> **JOB**:
Identify every line in the material below that contains the string "patch", and copy each such line in full.

DATA SECTION start

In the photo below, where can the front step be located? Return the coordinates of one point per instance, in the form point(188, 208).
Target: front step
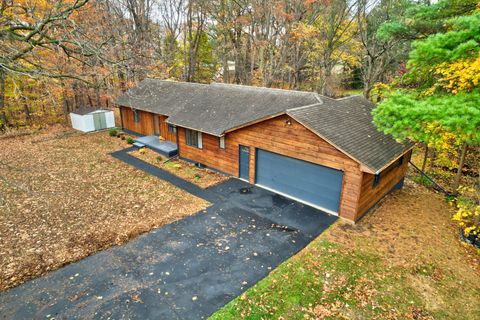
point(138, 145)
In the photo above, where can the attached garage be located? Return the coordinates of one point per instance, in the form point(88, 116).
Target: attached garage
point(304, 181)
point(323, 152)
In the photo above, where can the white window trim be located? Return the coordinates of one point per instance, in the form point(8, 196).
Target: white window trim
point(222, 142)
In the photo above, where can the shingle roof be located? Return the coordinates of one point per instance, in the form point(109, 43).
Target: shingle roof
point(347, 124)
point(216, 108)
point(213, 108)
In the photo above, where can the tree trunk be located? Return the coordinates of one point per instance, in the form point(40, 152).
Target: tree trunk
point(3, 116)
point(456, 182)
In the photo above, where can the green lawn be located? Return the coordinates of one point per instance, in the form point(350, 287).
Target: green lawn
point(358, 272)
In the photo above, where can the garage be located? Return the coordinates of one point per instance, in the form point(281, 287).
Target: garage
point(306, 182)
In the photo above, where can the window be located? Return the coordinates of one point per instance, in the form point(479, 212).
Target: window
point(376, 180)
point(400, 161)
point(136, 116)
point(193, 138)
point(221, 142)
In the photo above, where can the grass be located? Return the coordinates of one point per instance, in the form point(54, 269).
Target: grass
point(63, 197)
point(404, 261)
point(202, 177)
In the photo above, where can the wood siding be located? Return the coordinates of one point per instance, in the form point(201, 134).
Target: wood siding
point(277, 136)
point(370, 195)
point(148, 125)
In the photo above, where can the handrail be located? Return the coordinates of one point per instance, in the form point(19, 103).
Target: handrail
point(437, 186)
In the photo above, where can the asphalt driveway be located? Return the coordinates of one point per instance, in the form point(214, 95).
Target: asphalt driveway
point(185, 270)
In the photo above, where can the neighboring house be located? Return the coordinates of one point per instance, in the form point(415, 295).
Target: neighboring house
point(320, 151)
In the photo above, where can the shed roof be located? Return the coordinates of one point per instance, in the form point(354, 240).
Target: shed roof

DATA SECTION end
DATA SECTION start

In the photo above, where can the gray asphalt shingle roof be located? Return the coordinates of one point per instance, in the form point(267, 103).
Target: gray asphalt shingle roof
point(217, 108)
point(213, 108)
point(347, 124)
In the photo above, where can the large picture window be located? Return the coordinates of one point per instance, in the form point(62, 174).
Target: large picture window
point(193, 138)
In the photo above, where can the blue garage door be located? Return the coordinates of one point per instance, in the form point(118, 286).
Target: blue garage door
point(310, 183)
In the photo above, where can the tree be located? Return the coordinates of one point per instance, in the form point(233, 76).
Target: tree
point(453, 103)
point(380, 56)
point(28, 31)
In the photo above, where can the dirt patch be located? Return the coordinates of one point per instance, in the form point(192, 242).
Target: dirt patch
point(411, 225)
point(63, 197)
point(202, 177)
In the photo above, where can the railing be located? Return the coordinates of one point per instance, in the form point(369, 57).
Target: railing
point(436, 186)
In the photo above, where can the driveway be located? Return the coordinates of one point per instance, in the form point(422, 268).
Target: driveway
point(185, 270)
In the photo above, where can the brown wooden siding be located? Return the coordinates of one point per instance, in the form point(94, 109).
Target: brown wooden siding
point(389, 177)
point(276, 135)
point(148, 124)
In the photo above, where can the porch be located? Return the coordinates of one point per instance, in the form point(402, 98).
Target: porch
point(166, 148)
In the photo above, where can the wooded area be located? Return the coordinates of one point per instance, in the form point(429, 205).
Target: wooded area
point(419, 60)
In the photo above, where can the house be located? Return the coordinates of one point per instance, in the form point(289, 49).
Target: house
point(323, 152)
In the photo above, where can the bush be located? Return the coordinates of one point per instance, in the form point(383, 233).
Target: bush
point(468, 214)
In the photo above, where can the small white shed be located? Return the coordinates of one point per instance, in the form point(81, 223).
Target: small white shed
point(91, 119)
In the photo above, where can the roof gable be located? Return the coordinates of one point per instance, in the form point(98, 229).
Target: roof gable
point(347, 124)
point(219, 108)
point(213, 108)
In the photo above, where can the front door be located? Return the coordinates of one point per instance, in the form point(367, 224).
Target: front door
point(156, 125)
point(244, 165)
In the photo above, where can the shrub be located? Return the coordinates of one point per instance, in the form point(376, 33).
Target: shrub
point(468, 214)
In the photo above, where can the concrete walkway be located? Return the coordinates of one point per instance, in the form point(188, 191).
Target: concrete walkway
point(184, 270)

DATA SECTION end

> **TASK SOLUTION**:
In the photo above, where can the dirt patch be located? Return the coordinates of one point per instance, in the form point(192, 242).
Target: dirt patch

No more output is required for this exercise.